Trecho selecionado -

————————

Mulheres de Olho
Estado laico, democracia e direitos humanos: a importância do debate
08 May 2008
Promovido pela Comissão de Cidadania e Reprodução, o seminário “Estado laico, democracia e direitos humanos” reuniu na sede do Cebrap, em São Paulo, um importante grupo de pensadores que analisou, debateu e refletiu sobre as conseqüências da influência dos valores religiosos na vida política brasileira. O objetivo era pensar sobre como, num estado democrático, a garantia da plularidade religiosa deve ser valorizada, respeitada e considerada, sem que com isso se perca de vista a importância da laicidade do estado, conquista relativamente recente na história política do país e, por isso mesmo, ainda tênue e constantemente ameaçada.
Logo na abertura, em mesa mediada pela demógrafa Elza Berquó, o juiz Roberto Lorea mostrou como as primeiras constituições forjaram o Brasil como “a maior nação católica do mundo”, qualificação obtida, em grande medida, com batizados obrigatórios. “Foi uma maioria obtida por violências e perseguições”, disse ele, numa fala que seria confirmada na segunda mesa pelo sociólogo Flávio Pierruci, que defendeu a liberdade religiosa como uma espécie de aperfeiçoamento da democracia brasileira. A queda no percentual de católicos – registrada em dados do IBGE a partir da década de 1980, quando crescem os fiéis das denominações religiosas neopentecostais – seria, assim, o início de um bem-vindo pluralismo religioso.
O risco, no entanto, é de que esse pluralismo seja obtido com a migração cada vez maior de fiéis a um tipo de religião muito mais rigorosa no que diz respeito à experiência cotidiana. “A prática do catolicismo é muito mais light”, lembrou Flavio, acentuando o que se vê em pesquisas de opinião: há uma grande distância entre o que prega a hierarquia da Igreja Católica e o modo de vida de seus fiéis. O que, se por um lado aponta para uma das muitas crises que a IC vive hoje, por outro reforça o discurso do papa Bento XVI, que assumiu o pontificado afirmando que não se importa com a redução dos católicos no mundo, desde que o fiel professe sua crença na vida cotidiana.
A socióloga Maria José Rosado, professora da PUC-SP e presidenta de Católicas pelo Direito de Decidir, lembrou que a convicção sobre o argumento da laicidade do estado ainda está distante da cultura política brasileira, na medida em que faz parte da história recente do Brasil a intervenção da Igreja Católica nos debates políticos a favor da redemocratização do país. Ela apontou, assim, para a contradição a ser superada pelos atores que defendem o que foi a importante contribuição de uma parte da Igreja na resistência ao regime autoritário.

————————

Linhas fornecidas -
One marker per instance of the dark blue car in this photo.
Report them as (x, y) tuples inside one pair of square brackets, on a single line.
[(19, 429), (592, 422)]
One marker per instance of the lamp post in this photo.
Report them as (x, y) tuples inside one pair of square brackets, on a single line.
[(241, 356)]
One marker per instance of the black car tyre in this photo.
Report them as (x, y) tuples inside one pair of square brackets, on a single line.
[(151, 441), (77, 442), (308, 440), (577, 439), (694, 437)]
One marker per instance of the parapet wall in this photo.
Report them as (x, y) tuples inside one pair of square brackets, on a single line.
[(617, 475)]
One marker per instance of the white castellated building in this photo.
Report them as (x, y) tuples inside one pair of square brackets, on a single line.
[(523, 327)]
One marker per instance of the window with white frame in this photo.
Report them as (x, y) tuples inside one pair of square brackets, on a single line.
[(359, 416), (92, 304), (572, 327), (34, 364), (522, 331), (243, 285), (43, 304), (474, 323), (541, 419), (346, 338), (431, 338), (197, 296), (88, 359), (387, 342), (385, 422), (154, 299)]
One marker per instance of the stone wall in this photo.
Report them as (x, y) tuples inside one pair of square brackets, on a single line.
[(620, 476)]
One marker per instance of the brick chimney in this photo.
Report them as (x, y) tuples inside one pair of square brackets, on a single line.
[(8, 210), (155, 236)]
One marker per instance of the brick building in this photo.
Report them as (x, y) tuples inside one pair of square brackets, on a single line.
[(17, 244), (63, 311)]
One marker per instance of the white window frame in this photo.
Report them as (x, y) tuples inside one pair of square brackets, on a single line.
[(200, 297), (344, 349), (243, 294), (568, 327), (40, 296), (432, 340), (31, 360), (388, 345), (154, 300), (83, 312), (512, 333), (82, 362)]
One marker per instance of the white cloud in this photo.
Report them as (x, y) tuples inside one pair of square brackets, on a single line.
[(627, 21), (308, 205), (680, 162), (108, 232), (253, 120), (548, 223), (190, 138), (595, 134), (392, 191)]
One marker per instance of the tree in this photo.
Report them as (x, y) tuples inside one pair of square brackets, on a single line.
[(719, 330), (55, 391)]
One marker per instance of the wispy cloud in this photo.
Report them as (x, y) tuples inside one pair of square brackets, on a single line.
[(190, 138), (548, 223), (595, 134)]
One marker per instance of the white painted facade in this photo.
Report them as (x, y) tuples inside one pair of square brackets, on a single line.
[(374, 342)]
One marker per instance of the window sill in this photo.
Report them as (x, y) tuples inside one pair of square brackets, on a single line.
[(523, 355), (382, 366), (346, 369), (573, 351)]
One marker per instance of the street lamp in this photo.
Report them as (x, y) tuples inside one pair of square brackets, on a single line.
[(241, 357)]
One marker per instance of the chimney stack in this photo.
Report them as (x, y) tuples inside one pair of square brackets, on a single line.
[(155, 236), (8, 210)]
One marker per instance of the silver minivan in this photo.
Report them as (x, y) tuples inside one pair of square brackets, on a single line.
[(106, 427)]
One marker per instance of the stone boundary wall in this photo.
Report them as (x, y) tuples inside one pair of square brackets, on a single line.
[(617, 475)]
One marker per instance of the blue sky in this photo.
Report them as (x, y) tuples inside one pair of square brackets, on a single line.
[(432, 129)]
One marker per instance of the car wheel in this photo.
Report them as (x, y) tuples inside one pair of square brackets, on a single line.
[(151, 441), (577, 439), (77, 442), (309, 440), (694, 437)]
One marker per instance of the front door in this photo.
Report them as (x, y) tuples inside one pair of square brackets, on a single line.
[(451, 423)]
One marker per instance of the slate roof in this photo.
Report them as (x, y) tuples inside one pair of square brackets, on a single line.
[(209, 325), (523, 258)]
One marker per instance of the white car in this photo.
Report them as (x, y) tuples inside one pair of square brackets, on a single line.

————————

Complete o seguinte -
A. Copie do texto sobre o seminário o trecho que começa nas palavras "Mulheres de Olho" e termina logo após as palavras "e constantemente ameaçada.".
B. Liste todas as pessoas mencionadas pelo nome no texto sobre o seminário.
As linhas não têm nenhum papel nesta atividade.

Respostas do exercício -
A.
Mulheres de Olho
Estado laico, democracia e direitos humanos: a importância do debate
08 May 2008
Promovido pela Comissão de Cidadania e Reprodução, o seminário “Estado laico, democracia e direitos humanos” reuniu na sede do Cebrap, em São Paulo, um importante grupo de pensadores que analisou, debateu e refletiu sobre as conseqüências da influência dos valores religiosos na vida política brasileira. O objetivo era pensar sobre como, num estado democrático, a garantia da plularidade religiosa deve ser valorizada, respeitada e considerada, sem que com isso se perca de vista a importância da laicidade do estado, conquista relativamente recente na história política do país e, por isso mesmo, ainda tênue e constantemente ameaçada.

B. Elza Berquó, Roberto Lorea, Flávio Pierruci, Bento XVI, Maria José Rosado